▸ **Document**:
|---|
# Water Indices - Sentinel-2 Full Resolution

This notebook examines how well water indices like NDWI can detect flooding - specifically in Dakar. The default resolution is 10m (-0.00009, 0.00009), but can be changed. Sentinel-2 has the highest resolution of the datasets used here: 10m for the red, green, blue, and nir bands and 20m for all other data.

The hope is that a higher resolution than 30m (as is used in the [Water Indices notebook](../water_inds.ipynb)) may allow these water indicies to detect the flooding.

Images are exported to an `images` directory within this directory.

The only image created is `haz_map_water_median_minus_median_fig.png` which shows the hazard map and the differences between the medians of the water indicies for the flood dates and the medians of the corresponding water indicies from 2009-2019.

# Index

* Import dependencies, setup Dask client, and connect to the data cube
* Load flood hazard data from World Bank
* Show area to load data for
* Load geospatial data
    * Sentinel-2
* Merge data
* Mask out the ocean and lakes and obtain the flood hazard map as an xarray
* Show medians of flood dates water indices minus medians for 2009-2019

## Import dependencies, setup Dask client, and connect to the data cube

In [2]:
from collections import ChainMap

import matplotlib.pyplot as plt
import geopandas as gpd
import xarray as xr
import pandas as pd
import numpy as np
import joblib
import os

import sys
sys.path.append('../..')
|---|
▸ **Stored data**:
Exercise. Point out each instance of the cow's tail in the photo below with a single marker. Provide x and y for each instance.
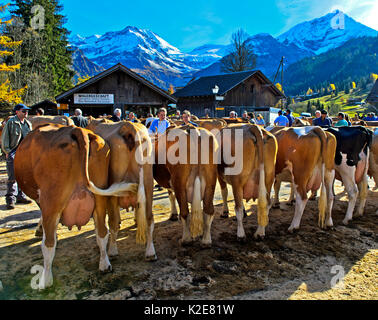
|---|
Rewrite the Sentinel-2 water indices notebook text from "The hope is" to "indicies from 2009-2019.", replacing "directory" with "folder".

The hope is that a higher resolution than 30m (as is used in the [Water Indices notebook](../water_inds.ipynb)) may allow these water indicies to detect the flooding.

Images are exported to an `images` folder within this folder.

The only image created is `haz_map_water_median_minus_median_fig.png` which shows the hazard map and the differences between the medians of the water indicies for the flood dates and the medians of the corresponding water indicies from 2009-2019.